→ **Set exercise**:
Copy out all of the items below, swapping "Reviewer note" for "Checker note" wherever it occurs and leaving everything else the same.

→ **Extracted information**:
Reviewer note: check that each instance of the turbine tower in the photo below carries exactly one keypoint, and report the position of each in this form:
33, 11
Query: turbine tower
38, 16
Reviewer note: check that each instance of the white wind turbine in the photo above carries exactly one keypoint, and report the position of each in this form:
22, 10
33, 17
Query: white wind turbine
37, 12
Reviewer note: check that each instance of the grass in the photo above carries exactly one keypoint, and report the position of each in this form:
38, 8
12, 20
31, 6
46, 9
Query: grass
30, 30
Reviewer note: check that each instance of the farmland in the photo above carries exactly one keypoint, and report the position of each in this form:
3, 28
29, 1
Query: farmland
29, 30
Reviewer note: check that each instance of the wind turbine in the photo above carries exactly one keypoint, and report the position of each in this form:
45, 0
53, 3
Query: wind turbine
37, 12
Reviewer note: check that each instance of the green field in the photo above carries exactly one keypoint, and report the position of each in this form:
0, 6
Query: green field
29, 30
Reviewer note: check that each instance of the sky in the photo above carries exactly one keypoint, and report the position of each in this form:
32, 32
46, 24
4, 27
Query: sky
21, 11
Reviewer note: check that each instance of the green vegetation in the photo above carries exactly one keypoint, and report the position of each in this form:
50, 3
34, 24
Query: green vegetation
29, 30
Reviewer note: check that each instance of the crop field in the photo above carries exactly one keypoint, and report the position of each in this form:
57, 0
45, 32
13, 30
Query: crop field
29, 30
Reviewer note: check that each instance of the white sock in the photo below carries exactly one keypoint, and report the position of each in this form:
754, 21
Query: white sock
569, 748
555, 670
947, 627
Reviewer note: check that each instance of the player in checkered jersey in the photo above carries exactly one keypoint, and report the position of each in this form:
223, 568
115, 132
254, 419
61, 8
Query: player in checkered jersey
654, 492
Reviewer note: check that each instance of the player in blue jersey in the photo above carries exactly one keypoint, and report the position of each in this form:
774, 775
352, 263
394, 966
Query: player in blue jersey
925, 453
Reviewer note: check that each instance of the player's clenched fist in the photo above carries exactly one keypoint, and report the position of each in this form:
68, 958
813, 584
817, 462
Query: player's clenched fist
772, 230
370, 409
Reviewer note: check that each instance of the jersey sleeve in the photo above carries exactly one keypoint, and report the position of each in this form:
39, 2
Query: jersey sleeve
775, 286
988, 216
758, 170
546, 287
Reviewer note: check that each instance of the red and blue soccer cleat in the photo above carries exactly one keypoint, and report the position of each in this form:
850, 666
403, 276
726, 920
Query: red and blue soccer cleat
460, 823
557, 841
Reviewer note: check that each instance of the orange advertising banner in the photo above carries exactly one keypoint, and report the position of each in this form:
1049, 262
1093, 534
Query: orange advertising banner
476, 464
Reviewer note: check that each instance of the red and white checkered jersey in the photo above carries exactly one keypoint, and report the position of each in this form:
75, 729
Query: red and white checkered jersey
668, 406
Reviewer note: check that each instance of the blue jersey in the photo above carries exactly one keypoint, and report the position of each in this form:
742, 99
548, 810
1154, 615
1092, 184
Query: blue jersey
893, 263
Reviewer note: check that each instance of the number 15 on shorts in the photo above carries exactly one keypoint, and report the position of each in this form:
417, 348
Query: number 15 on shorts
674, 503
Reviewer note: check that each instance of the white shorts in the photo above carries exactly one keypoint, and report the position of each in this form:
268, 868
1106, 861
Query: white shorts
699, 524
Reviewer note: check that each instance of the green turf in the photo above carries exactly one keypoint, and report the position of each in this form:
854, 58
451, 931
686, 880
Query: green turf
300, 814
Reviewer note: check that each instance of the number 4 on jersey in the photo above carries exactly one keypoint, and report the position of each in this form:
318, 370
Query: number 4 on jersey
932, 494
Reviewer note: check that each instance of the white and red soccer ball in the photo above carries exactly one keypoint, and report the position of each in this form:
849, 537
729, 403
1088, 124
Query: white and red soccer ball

→ **Written response**:
Checker note: check that each instance of the turbine tower in the photo below carries exactly one keypoint, and report the position of each in this form:
33, 11
Query: turbine tower
38, 16
Checker note: check that each instance of the white wind turbine in the photo above carries exactly one keypoint, and report the position of each in this form:
22, 10
33, 17
Query: white wind turbine
37, 12
Checker note: check that each instance of the grass in the photo above carries exactly one keypoint, and report the position of each in this form:
38, 8
12, 20
31, 6
46, 9
Query: grass
30, 30
Checker note: check that each instance of the farmland in the photo above carries exactly one keypoint, and report the position of each in this form:
3, 28
29, 1
Query: farmland
29, 30
Checker note: check that each instance of the wind turbine in the photo above carries exactly one keypoint, and report the position of each in this form:
45, 0
53, 3
Query: wind turbine
37, 12
Checker note: check that each instance of the green field in the photo above carries exactly one keypoint, and report the position of each in this form:
0, 6
Query: green field
29, 30
Checker note: check that each instance of the sky in the photo above carries exactly one keypoint, and report the position of each in this form:
32, 32
46, 24
4, 27
Query: sky
21, 11
Checker note: check that each instance of the green vegetation in the photo above carries exactly one keypoint, and report the position of each in this form:
50, 3
34, 24
Query: green vegetation
29, 30
Checker note: check that each instance of the crop field in the photo above carries exactly one keypoint, and report the position of each in this form:
57, 0
45, 32
13, 30
Query: crop field
29, 30
Checker note: check that each instance of the white sock in the photo below carries exactly one keypoint, and report the position of each in this form:
754, 21
Query: white sock
569, 748
555, 670
947, 627
Checker note: check that each instance of the player in checkered jersey in the photo above carries exactly one keypoint, and report the position of each in this form:
223, 568
115, 132
254, 419
61, 8
Query: player in checkered jersey
654, 492
Checker note: check that each instance of the player in blue jersey in the photo above carries exactly one keypoint, and report the position of each in this form:
774, 775
352, 263
394, 966
Query: player in blue jersey
925, 453
Checker note: check that each instance of the player's clenched fist in the photo above carries exactly one keypoint, and report the position of each in this form:
68, 958
813, 584
817, 462
Query: player's clenched fist
772, 230
370, 409
Checker note: check that each instance of the jersey sleeve in the photo above carries exactly one keypoint, and report the position of each in this form:
39, 2
Query: jersey sleeve
775, 286
988, 216
758, 170
546, 287
Checker note: check that each instance of the red and blue soccer cleat in the photo above carries exactly one keypoint, and report the position of each in this form:
850, 666
403, 276
726, 920
Query: red and blue soccer cleat
460, 823
557, 841
Checker note: check that each instance of the orange advertising banner in the photo above carries exactly one keypoint, and report the position of each in this form:
1049, 262
1093, 534
Query: orange advertising banner
476, 464
Checker note: check that each instance of the red and white checkered jersey in the photo above carries exactly one keypoint, and report the position of each in this form:
75, 729
Query: red and white checkered jersey
668, 406
Checker note: check that each instance of the blue jersey in the photo above carries exactly one keypoint, and report the position of each in this form:
742, 99
548, 810
1154, 615
1092, 184
Query: blue jersey
893, 263
Checker note: check that each instance of the number 15 on shorts in the photo above carries exactly one keypoint, and report the position of each in this form:
417, 348
Query: number 15 on shorts
674, 503
Checker note: check that each instance of the white shorts in the photo above carries exactly one keypoint, and report the position of each in this form:
268, 868
1106, 861
Query: white shorts
699, 524
Checker note: check that each instance of the green turf in the photo above carries exactly one keypoint, and report the position of each in this form:
854, 58
451, 931
686, 880
Query: green turf
300, 814
Checker note: check that each instance of the number 4 on jersey in the photo above carries exactly one keypoint, and report the position of each in this form:
318, 370
Query: number 4 on jersey
932, 494
Checker note: check that each instance of the white and red soccer ball in the photo above carries exactly one keypoint, and report the position of each in this form:
849, 537
729, 403
1088, 124
Query: white and red soccer ball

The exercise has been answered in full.